WHAT YOU SHOULD DO - Copy the research profile from "Research Interests" through "Professor Amin Karbasi.", substituting "Network Analysis" for "Graph Algorithms".
##### EXTRACT #####
Marko Mitrovic

Ph.D. Student
Department of Computer Science
Yale University


Research Interests

  • Machine Learning
  • Graph Algorithms
  • Optimization




Yale Institute for Network Science: August 2015 – Present

Under the supervision of Professor Amin Karbasi.
Funded by Yale University Fellowship.

  • Differentially Private Submodular Maximization (ICML 2017):
    [pdf][full version][poster]


    Submodularity and differential privacy are both burgeoning fields that have been attracting a lot of interest lately, particularly in a machine learning context. Submodular functions are essentially the class of all functions that exhibit diminishing returns. Differential privacy, on the other hand, aims to provably maintain privacy by guaranteeing that any one individual’s data does not significantly influence the outcome of an algorithm. We present a general framework for privately maximizing submodular functions under a variety of constraints.

  • Submodularity: From Sets to Sequences (paper in preparation):

    In many problems, it makes more sense to model solutions as sequences rather than sets. For example, if a recommender system suggests that I watch The Lord of the Rings, the order of movies it recommends is very important. Although there have been many nice results in the field of submodularity, they are all limited to the context of sets. We aim to establish new algorithms and theoretical guarantees for submodular functions when the desired output is a sequence rather than a set.
##### EXCERPTED RECORDS #####
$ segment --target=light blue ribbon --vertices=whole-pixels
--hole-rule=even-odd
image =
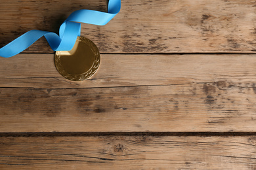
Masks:
[[[72,13],[60,27],[60,36],[54,33],[31,30],[0,48],[0,56],[10,58],[26,50],[37,40],[45,36],[54,51],[69,51],[80,36],[81,24],[103,26],[120,10],[121,0],[109,0],[108,13],[93,10],[78,10]]]

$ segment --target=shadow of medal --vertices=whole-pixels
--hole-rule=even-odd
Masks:
[[[55,67],[66,78],[82,81],[92,76],[100,62],[100,52],[89,39],[77,37],[70,51],[57,51],[54,56]]]

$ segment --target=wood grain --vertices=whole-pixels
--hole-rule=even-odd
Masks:
[[[256,137],[1,137],[1,169],[255,169]]]
[[[103,55],[79,83],[51,56],[1,59],[1,132],[255,131],[255,55]]]
[[[1,0],[0,46],[31,29],[57,33],[73,11],[106,11],[106,1]],[[129,1],[104,26],[81,35],[104,53],[255,52],[255,1]],[[41,39],[26,52],[51,52]]]

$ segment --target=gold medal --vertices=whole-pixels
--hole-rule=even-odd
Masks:
[[[91,40],[77,37],[70,51],[57,51],[55,67],[64,77],[82,81],[95,74],[100,65],[100,56],[97,46]]]

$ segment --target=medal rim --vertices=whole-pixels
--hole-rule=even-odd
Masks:
[[[98,71],[100,63],[100,52],[93,41],[89,40],[87,38],[83,37],[77,37],[77,39],[75,41],[75,43],[84,43],[86,45],[88,45],[94,54],[94,62],[91,68],[82,74],[74,75],[68,73],[65,68],[61,65],[60,58],[62,57],[61,53],[62,51],[56,51],[54,55],[54,65],[58,71],[58,72],[66,78],[73,80],[73,81],[82,81],[86,79],[89,78],[93,76],[96,72]]]

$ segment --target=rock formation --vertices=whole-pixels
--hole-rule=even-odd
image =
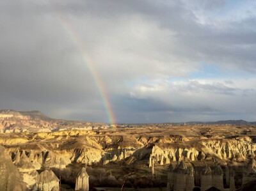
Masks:
[[[173,171],[172,169],[172,165],[170,165],[168,173],[166,191],[193,190],[195,187],[193,167],[188,168],[182,160]]]
[[[166,191],[173,190],[174,180],[176,180],[176,178],[174,178],[173,166],[172,164],[169,165],[167,179]]]
[[[4,147],[0,146],[0,190],[28,190],[22,177]]]
[[[88,175],[86,169],[84,167],[83,167],[77,174],[75,190],[89,190],[89,176]]]
[[[256,180],[256,161],[252,158],[244,168],[243,185]]]
[[[33,190],[60,190],[59,179],[51,170],[45,170],[39,174]]]
[[[28,188],[31,189],[36,183],[38,173],[26,155],[20,158],[17,167],[23,178],[23,181],[27,184]]]
[[[212,187],[212,170],[210,167],[207,165],[202,172],[200,190],[206,190]]]
[[[217,189],[223,190],[223,172],[220,165],[216,166],[212,170],[212,185]]]

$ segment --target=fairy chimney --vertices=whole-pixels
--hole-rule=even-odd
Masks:
[[[89,190],[89,176],[85,167],[83,167],[76,177],[75,190]]]

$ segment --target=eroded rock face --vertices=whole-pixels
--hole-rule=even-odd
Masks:
[[[169,166],[166,191],[193,190],[194,185],[193,169],[187,167],[183,160],[173,170],[172,165]]]
[[[89,190],[89,176],[88,175],[86,169],[84,167],[83,167],[77,174],[75,190]]]
[[[17,168],[5,149],[0,146],[0,190],[28,190]]]
[[[26,155],[22,155],[17,167],[23,178],[23,181],[27,185],[28,188],[31,189],[36,183],[38,173],[35,170],[35,166]]]
[[[45,170],[39,174],[33,190],[59,190],[59,179],[52,171]]]
[[[209,166],[206,166],[201,174],[201,190],[206,190],[212,187],[212,169]]]
[[[243,185],[256,180],[256,161],[251,159],[244,168]]]

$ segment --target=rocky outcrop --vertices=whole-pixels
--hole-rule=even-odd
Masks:
[[[86,169],[84,167],[83,167],[77,174],[75,190],[89,190],[89,176],[88,175]]]
[[[0,190],[26,191],[26,183],[4,147],[0,146]]]
[[[36,178],[33,190],[52,191],[59,190],[59,179],[52,171],[45,170],[42,172]]]
[[[43,162],[43,165],[45,167],[54,167],[63,169],[71,163],[71,160],[68,157],[59,157],[51,151],[47,151],[45,155],[45,160]]]
[[[218,165],[212,170],[212,187],[217,189],[220,190],[223,190],[224,189],[223,172],[220,167],[220,165]]]
[[[27,185],[28,188],[31,189],[36,183],[38,173],[35,170],[35,166],[26,155],[22,155],[17,167],[23,178],[23,181]]]
[[[173,171],[171,165],[169,167],[168,181],[166,191],[193,190],[195,187],[193,167],[188,168],[183,160]]]
[[[212,170],[209,166],[206,166],[201,174],[201,189],[204,191],[212,187]]]
[[[251,159],[244,168],[243,185],[256,180],[256,161]]]

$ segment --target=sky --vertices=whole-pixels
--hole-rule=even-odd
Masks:
[[[0,109],[256,121],[256,1],[0,0]]]

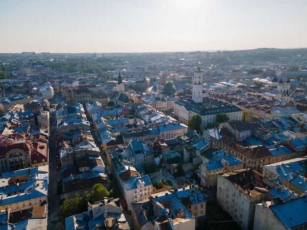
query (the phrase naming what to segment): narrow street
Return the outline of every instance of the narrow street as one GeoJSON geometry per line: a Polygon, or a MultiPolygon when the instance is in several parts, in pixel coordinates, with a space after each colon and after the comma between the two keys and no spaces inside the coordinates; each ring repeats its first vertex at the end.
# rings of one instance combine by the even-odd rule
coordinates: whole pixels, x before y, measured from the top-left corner
{"type": "Polygon", "coordinates": [[[61,171],[57,170],[56,162],[57,149],[55,147],[57,136],[55,135],[56,125],[54,124],[54,115],[51,117],[50,139],[49,142],[49,183],[48,187],[48,225],[49,230],[60,230],[62,224],[58,223],[57,211],[60,205],[60,195],[57,194],[59,184],[57,180],[61,178],[61,171]]]}

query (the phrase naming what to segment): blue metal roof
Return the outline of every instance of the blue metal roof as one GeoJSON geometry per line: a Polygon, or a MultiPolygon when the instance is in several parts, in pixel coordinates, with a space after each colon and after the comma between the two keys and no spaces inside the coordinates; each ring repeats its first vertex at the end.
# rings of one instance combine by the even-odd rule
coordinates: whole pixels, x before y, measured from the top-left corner
{"type": "Polygon", "coordinates": [[[271,206],[270,208],[287,229],[297,229],[307,223],[307,197],[271,206]]]}

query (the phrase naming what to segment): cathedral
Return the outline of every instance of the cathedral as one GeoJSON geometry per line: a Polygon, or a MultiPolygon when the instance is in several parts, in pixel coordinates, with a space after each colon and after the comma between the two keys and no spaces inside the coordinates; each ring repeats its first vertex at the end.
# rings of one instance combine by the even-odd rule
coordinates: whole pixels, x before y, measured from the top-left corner
{"type": "Polygon", "coordinates": [[[122,76],[120,72],[118,75],[115,92],[108,98],[108,102],[107,107],[108,109],[114,108],[127,108],[130,103],[128,96],[125,93],[125,85],[122,81],[122,76]]]}
{"type": "Polygon", "coordinates": [[[279,81],[275,76],[271,81],[271,89],[277,92],[274,99],[282,100],[286,102],[288,102],[290,100],[290,80],[289,79],[287,79],[284,83],[281,79],[279,81]]]}

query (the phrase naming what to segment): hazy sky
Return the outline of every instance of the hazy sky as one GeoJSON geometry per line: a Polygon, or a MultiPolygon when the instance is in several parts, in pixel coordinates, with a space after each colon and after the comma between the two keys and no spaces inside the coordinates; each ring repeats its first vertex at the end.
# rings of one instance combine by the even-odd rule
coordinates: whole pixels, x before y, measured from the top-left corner
{"type": "Polygon", "coordinates": [[[307,0],[1,0],[0,53],[307,47],[307,0]]]}

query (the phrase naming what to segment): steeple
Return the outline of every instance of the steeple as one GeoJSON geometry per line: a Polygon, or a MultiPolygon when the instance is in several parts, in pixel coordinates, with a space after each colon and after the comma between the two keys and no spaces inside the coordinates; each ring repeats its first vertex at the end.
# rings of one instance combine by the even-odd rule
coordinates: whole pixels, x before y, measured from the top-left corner
{"type": "Polygon", "coordinates": [[[116,84],[116,91],[125,93],[125,85],[124,85],[123,81],[122,81],[122,76],[121,76],[120,72],[118,74],[118,80],[116,84]]]}
{"type": "Polygon", "coordinates": [[[122,81],[122,76],[121,76],[121,72],[120,72],[118,73],[118,80],[117,81],[117,85],[120,85],[121,84],[123,84],[122,81]]]}

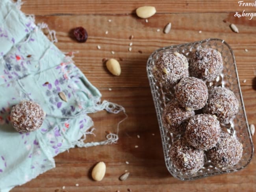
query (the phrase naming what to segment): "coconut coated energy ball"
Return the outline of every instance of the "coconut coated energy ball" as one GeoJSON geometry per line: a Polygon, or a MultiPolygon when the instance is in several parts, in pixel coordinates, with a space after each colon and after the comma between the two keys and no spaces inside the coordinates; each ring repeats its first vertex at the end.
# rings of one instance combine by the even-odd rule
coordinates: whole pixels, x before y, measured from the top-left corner
{"type": "Polygon", "coordinates": [[[222,168],[237,164],[243,155],[243,145],[236,138],[222,132],[216,146],[207,152],[209,159],[215,166],[222,168]]]}
{"type": "Polygon", "coordinates": [[[206,104],[208,89],[202,80],[194,77],[185,78],[176,85],[175,95],[182,106],[196,110],[206,104]]]}
{"type": "Polygon", "coordinates": [[[192,76],[206,81],[213,81],[223,69],[221,54],[218,51],[206,48],[196,51],[189,63],[192,76]]]}
{"type": "Polygon", "coordinates": [[[219,121],[208,114],[200,114],[191,118],[186,128],[188,143],[196,149],[207,150],[215,146],[221,129],[219,121]]]}
{"type": "Polygon", "coordinates": [[[206,113],[215,114],[222,123],[227,124],[238,112],[239,104],[233,92],[224,87],[215,87],[210,92],[204,109],[206,113]]]}
{"type": "Polygon", "coordinates": [[[45,116],[38,104],[32,101],[23,101],[13,107],[11,122],[19,132],[31,132],[41,126],[45,116]]]}
{"type": "Polygon", "coordinates": [[[174,85],[188,76],[188,62],[186,57],[177,52],[163,52],[153,69],[156,79],[165,86],[174,85]]]}
{"type": "Polygon", "coordinates": [[[190,118],[195,115],[193,110],[188,111],[176,100],[168,103],[163,110],[162,121],[164,127],[174,133],[185,132],[190,118]]]}
{"type": "Polygon", "coordinates": [[[196,173],[204,166],[204,151],[189,145],[184,138],[173,144],[169,155],[175,166],[184,172],[196,173]]]}

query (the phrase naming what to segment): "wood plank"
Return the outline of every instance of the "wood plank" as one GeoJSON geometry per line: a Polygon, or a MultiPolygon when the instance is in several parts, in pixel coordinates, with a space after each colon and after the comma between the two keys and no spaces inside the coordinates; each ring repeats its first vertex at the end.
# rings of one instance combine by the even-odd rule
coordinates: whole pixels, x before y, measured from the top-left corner
{"type": "MultiPolygon", "coordinates": [[[[28,14],[37,15],[124,14],[131,14],[141,6],[150,6],[156,7],[157,13],[220,13],[230,12],[234,15],[236,11],[255,11],[254,7],[240,6],[235,0],[180,0],[170,1],[121,1],[118,0],[27,0],[22,10],[28,14]],[[35,10],[36,10],[36,13],[35,10]]],[[[246,0],[244,2],[254,3],[246,0]]]]}
{"type": "Polygon", "coordinates": [[[148,57],[160,47],[199,41],[209,37],[224,39],[233,49],[242,86],[252,85],[256,74],[256,25],[253,21],[237,24],[240,32],[235,33],[228,24],[222,20],[228,13],[162,14],[156,15],[148,23],[131,15],[83,15],[80,16],[38,17],[37,22],[48,23],[57,31],[58,46],[65,52],[79,51],[74,60],[88,79],[98,88],[146,87],[148,83],[146,71],[148,57]],[[179,18],[176,20],[176,18],[179,18]],[[212,18],[215,19],[212,20],[212,18]],[[111,18],[112,21],[108,22],[111,18]],[[165,24],[173,22],[170,33],[157,32],[165,24]],[[89,37],[85,43],[79,43],[70,38],[70,31],[78,26],[83,26],[89,37]],[[105,32],[108,31],[106,35],[105,32]],[[198,31],[202,31],[201,33],[198,31]],[[182,34],[181,37],[181,34],[182,34]],[[134,36],[132,40],[131,35],[134,36]],[[129,44],[133,43],[131,52],[129,44]],[[97,45],[101,49],[98,50],[97,45]],[[249,50],[245,51],[245,49],[249,50]],[[114,51],[114,55],[111,54],[114,51]],[[138,50],[143,52],[142,54],[138,50]],[[104,57],[120,60],[122,74],[114,77],[102,64],[104,57]],[[243,83],[244,79],[246,83],[243,83]]]}
{"type": "MultiPolygon", "coordinates": [[[[76,148],[69,152],[61,153],[55,158],[56,168],[14,188],[12,192],[54,191],[63,186],[68,191],[76,192],[126,191],[128,188],[132,191],[169,191],[171,188],[171,191],[187,191],[191,188],[195,190],[192,191],[202,189],[205,189],[205,191],[202,189],[202,191],[209,191],[209,189],[219,191],[227,188],[230,191],[239,191],[246,189],[250,191],[255,187],[255,159],[245,168],[236,173],[186,182],[174,178],[165,164],[149,88],[100,90],[103,99],[115,102],[126,109],[128,118],[120,125],[118,143],[87,148],[76,148]],[[140,138],[137,137],[137,135],[140,136],[140,138]],[[139,148],[135,148],[135,145],[139,148]],[[102,181],[96,182],[92,180],[90,173],[95,163],[101,161],[107,164],[106,175],[102,181]],[[129,162],[129,164],[125,163],[126,161],[129,162]],[[130,175],[127,180],[120,181],[119,177],[126,170],[131,173],[130,175]],[[79,184],[79,187],[75,186],[76,183],[79,184]]],[[[255,91],[250,87],[242,87],[242,92],[249,122],[256,124],[255,91]]],[[[124,116],[122,114],[114,115],[104,111],[91,116],[96,128],[96,137],[88,135],[88,142],[104,139],[106,130],[115,132],[118,122],[124,116]]],[[[256,142],[255,137],[253,140],[256,142]]]]}

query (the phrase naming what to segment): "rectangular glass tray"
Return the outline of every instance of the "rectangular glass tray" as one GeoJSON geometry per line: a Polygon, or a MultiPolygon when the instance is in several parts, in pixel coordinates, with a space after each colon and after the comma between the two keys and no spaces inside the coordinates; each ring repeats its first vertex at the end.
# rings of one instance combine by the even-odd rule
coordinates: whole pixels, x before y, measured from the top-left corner
{"type": "Polygon", "coordinates": [[[148,58],[147,70],[159,125],[165,164],[171,174],[174,177],[182,181],[191,180],[237,171],[249,163],[253,154],[253,144],[245,114],[235,57],[232,49],[227,43],[221,39],[209,39],[159,49],[154,52],[148,58]],[[169,149],[173,142],[180,138],[181,136],[167,131],[163,127],[161,116],[165,104],[173,98],[174,92],[174,89],[167,89],[158,82],[154,78],[152,70],[159,55],[163,52],[177,52],[186,56],[189,62],[192,53],[197,49],[206,48],[215,49],[221,54],[224,67],[222,73],[215,81],[206,83],[209,89],[215,86],[224,87],[233,91],[238,100],[239,111],[236,118],[230,124],[226,126],[222,125],[221,127],[223,129],[230,134],[236,136],[239,142],[243,144],[243,156],[237,164],[226,169],[221,169],[215,167],[205,156],[203,167],[197,173],[190,174],[184,173],[177,169],[170,159],[169,149]]]}

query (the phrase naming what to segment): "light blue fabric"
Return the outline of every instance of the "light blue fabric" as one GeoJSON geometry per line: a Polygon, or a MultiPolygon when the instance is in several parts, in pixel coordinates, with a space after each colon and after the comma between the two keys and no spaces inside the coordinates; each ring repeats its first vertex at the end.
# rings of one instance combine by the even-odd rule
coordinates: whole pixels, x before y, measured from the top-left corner
{"type": "Polygon", "coordinates": [[[101,142],[80,139],[93,125],[87,113],[124,111],[107,102],[99,103],[99,91],[19,5],[0,2],[0,192],[54,167],[53,157],[75,145],[116,142],[113,134],[101,142]],[[60,92],[67,102],[60,98],[60,92]],[[17,132],[9,122],[12,107],[23,100],[38,103],[46,114],[40,129],[30,133],[17,132]]]}

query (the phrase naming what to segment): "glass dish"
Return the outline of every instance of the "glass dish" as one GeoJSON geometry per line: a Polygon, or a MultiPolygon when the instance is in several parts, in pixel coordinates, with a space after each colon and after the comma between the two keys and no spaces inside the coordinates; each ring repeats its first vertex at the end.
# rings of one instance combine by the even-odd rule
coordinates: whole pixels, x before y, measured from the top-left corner
{"type": "Polygon", "coordinates": [[[164,47],[154,52],[148,60],[147,70],[152,93],[161,133],[165,164],[169,172],[174,177],[182,181],[191,180],[214,175],[239,171],[245,168],[250,161],[253,154],[253,144],[249,129],[242,94],[239,84],[236,61],[233,51],[224,41],[219,39],[209,39],[200,41],[164,47]],[[243,144],[243,152],[241,160],[232,167],[221,169],[215,167],[205,156],[204,167],[197,173],[191,174],[180,171],[173,165],[169,155],[169,149],[174,141],[181,135],[175,135],[165,130],[161,119],[163,109],[168,101],[174,96],[173,89],[167,89],[158,82],[152,73],[153,66],[161,52],[166,51],[177,52],[187,57],[188,60],[191,54],[197,49],[210,48],[217,50],[222,55],[224,69],[222,74],[213,81],[208,82],[208,88],[215,86],[224,87],[232,90],[237,98],[239,111],[233,121],[227,125],[221,125],[223,129],[237,137],[243,144]]]}

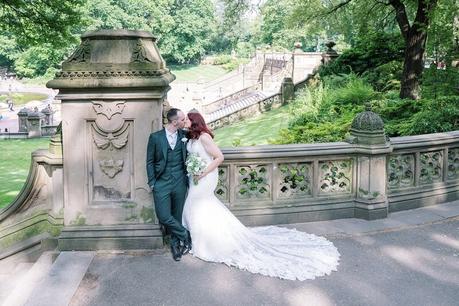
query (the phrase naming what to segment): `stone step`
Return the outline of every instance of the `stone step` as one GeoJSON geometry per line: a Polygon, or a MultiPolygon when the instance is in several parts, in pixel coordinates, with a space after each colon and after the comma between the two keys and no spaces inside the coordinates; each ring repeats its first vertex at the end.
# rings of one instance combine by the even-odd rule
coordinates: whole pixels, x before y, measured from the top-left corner
{"type": "Polygon", "coordinates": [[[23,305],[68,305],[95,254],[95,252],[61,252],[23,305]]]}
{"type": "MultiPolygon", "coordinates": [[[[3,306],[24,305],[32,290],[44,279],[49,273],[54,259],[58,255],[57,252],[44,252],[34,264],[29,263],[29,269],[26,273],[18,273],[20,275],[14,289],[9,293],[3,306]]],[[[20,266],[22,264],[19,264],[20,266]]]]}
{"type": "Polygon", "coordinates": [[[28,273],[33,265],[34,263],[32,262],[21,262],[17,263],[7,273],[5,273],[6,271],[0,272],[0,305],[7,305],[5,301],[8,299],[8,296],[21,283],[23,276],[28,273]]]}

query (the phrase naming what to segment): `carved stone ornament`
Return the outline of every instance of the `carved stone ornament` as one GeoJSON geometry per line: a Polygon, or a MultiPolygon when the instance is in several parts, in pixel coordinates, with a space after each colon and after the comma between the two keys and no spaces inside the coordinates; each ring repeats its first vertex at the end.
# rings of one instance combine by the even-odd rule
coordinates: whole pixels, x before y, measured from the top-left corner
{"type": "Polygon", "coordinates": [[[384,122],[381,117],[372,112],[371,107],[367,105],[364,112],[355,116],[351,128],[360,131],[383,131],[384,122]]]}
{"type": "Polygon", "coordinates": [[[105,159],[99,161],[100,169],[105,173],[109,178],[114,178],[121,170],[123,170],[124,161],[123,160],[113,160],[105,159]]]}
{"type": "Polygon", "coordinates": [[[92,101],[94,111],[97,114],[97,127],[105,133],[114,133],[124,125],[124,119],[121,116],[125,108],[125,101],[92,101]]]}
{"type": "Polygon", "coordinates": [[[81,45],[77,47],[75,52],[66,61],[67,63],[88,63],[91,56],[91,45],[89,39],[85,39],[81,42],[81,45]]]}
{"type": "MultiPolygon", "coordinates": [[[[120,150],[126,146],[129,139],[129,123],[125,122],[122,113],[125,101],[104,102],[92,101],[95,122],[91,123],[92,136],[96,147],[100,150],[120,150]]],[[[124,161],[114,159],[112,153],[107,159],[99,160],[102,172],[110,178],[123,170],[124,161]]]]}
{"type": "Polygon", "coordinates": [[[113,115],[120,114],[123,112],[125,107],[125,101],[115,102],[102,102],[93,101],[93,108],[98,115],[104,115],[108,120],[112,119],[113,115]]]}
{"type": "Polygon", "coordinates": [[[94,143],[96,144],[97,148],[101,150],[105,150],[110,148],[121,149],[123,148],[129,137],[129,124],[126,123],[123,128],[120,130],[113,132],[113,133],[105,133],[104,131],[100,130],[97,124],[92,124],[93,128],[93,139],[94,143]]]}
{"type": "Polygon", "coordinates": [[[134,47],[132,52],[131,62],[134,63],[152,63],[153,61],[148,58],[147,52],[145,51],[145,46],[141,39],[137,40],[137,44],[134,47]]]}

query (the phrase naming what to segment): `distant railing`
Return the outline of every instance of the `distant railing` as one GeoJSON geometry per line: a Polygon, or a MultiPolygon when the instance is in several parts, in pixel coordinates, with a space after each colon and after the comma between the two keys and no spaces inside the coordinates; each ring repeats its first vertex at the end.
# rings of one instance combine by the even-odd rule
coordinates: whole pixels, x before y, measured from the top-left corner
{"type": "Polygon", "coordinates": [[[248,93],[250,92],[253,92],[255,90],[257,90],[258,88],[258,85],[252,85],[250,87],[246,87],[242,90],[239,90],[235,93],[232,93],[226,97],[223,97],[219,100],[216,100],[214,102],[211,102],[209,104],[206,104],[206,105],[203,105],[202,107],[202,111],[204,114],[210,114],[212,112],[215,112],[219,109],[221,109],[222,107],[225,107],[225,106],[229,106],[231,105],[232,103],[235,103],[237,102],[237,99],[247,95],[248,93]]]}
{"type": "Polygon", "coordinates": [[[0,133],[0,139],[26,139],[28,136],[28,132],[0,133]]]}
{"type": "Polygon", "coordinates": [[[52,136],[56,134],[57,125],[46,125],[41,127],[41,136],[52,136]]]}
{"type": "Polygon", "coordinates": [[[273,108],[277,108],[282,105],[282,95],[280,93],[275,93],[264,99],[261,99],[253,104],[248,105],[247,107],[241,108],[233,113],[230,113],[226,116],[216,118],[215,120],[207,122],[212,129],[217,129],[222,126],[232,124],[244,118],[253,117],[257,114],[264,113],[273,108]]]}

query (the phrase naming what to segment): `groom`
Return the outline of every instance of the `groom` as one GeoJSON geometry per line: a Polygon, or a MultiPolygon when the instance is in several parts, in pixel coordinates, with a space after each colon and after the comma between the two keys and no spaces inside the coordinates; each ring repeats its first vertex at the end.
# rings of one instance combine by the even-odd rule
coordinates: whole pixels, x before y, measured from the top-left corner
{"type": "Polygon", "coordinates": [[[150,134],[147,147],[148,185],[153,192],[156,216],[171,233],[175,261],[191,250],[191,238],[182,225],[183,205],[188,190],[186,175],[186,138],[182,128],[185,114],[171,108],[164,129],[150,134]]]}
#####
ANSWER BELOW -
Research Interests

  • Machine Learning
  • Network Analysis
  • Optimization




Yale Institute for Network Science: August 2015 – Present

Under the supervision of Professor Amin Karbasi.